[Items from a dataset]

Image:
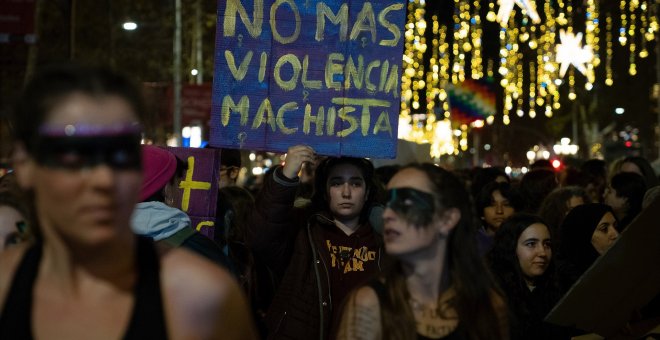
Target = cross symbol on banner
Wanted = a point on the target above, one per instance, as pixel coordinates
(188, 184)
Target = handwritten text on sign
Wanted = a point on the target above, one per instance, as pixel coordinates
(323, 73)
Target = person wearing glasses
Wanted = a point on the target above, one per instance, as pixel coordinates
(318, 252)
(86, 275)
(439, 287)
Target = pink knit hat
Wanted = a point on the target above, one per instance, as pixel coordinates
(158, 168)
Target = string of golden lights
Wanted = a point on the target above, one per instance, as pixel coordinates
(547, 33)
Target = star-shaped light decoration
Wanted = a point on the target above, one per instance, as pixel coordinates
(506, 6)
(570, 52)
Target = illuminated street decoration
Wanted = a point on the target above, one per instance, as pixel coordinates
(506, 6)
(531, 65)
(571, 52)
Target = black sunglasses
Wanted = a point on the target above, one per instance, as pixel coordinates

TASK DETAILS -
Express each line of the listing above as a string in a JSON list, one string per line, and skip any blank lines. Leave the pictures out of the answer.

ANSWER TO THE PROBLEM -
[
  "Image:",
  "Target = cross symbol on banner",
  "Wanted = a point on the target above, one per instance, as pixel coordinates",
  "(188, 184)",
  "Target = handwritten text on sign",
  "Wanted = a point on the target above, one per instance, as pixel coordinates",
  "(323, 73)",
  "Target = person wearing glasses",
  "Wanted = a point on the target above, one per instance, as pixel coordinates",
  "(318, 252)",
  "(86, 275)",
  "(439, 287)",
  "Target = pink knit hat",
  "Wanted = a point on the target above, one per instance, as pixel coordinates",
  "(158, 168)",
  "Target = string of golden lights",
  "Wanted = a point on the target above, one per instance, as pixel coordinates",
  "(547, 33)",
  "Target = star-shaped light decoration",
  "Wanted = a point on the target above, one per instance, as pixel coordinates",
  "(506, 6)",
  "(570, 52)",
  "Target = illuminated street decoration",
  "Wanted = a point on the target above, one per instance, as pixel coordinates",
  "(506, 6)",
  "(531, 65)",
  "(571, 52)",
  "Target = black sunglasses",
  "Wanted = a point on the target above, one per instance, as pixel coordinates"
]